_PROBLEM_. Your answer should be the lines of the data below that contain "hazy".

_AVAILABLE RECORDS_.
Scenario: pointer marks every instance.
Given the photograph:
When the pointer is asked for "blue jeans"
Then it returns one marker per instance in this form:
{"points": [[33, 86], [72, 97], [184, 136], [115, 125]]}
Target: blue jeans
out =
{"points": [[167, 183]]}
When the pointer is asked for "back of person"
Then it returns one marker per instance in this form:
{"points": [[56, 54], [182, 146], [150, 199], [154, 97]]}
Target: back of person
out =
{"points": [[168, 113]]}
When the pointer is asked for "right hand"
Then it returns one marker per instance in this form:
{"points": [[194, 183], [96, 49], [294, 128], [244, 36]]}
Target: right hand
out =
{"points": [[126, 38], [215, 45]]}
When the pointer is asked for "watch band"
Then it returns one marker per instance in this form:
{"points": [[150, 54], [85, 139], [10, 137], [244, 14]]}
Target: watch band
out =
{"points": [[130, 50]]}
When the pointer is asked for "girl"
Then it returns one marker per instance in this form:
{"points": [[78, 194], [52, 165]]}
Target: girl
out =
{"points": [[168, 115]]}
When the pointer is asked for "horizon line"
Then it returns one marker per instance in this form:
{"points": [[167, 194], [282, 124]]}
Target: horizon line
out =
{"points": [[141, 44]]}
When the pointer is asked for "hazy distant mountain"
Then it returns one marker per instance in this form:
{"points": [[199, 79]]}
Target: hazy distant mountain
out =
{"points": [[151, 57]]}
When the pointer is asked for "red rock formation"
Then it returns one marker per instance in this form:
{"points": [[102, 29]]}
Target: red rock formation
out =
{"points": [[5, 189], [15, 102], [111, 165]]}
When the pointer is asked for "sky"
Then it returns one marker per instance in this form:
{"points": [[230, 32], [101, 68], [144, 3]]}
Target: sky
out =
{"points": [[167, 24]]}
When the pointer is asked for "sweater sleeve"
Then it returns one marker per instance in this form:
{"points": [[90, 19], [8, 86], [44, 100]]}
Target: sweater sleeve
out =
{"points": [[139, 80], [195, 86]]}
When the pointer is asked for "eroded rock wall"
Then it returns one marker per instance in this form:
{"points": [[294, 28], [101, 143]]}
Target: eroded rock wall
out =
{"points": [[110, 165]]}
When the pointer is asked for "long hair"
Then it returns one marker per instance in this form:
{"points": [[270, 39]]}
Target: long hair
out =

_SOLUTION BELOW_.
When the pointer is asked for "hazy distant mountain"
Target: hazy distant mountain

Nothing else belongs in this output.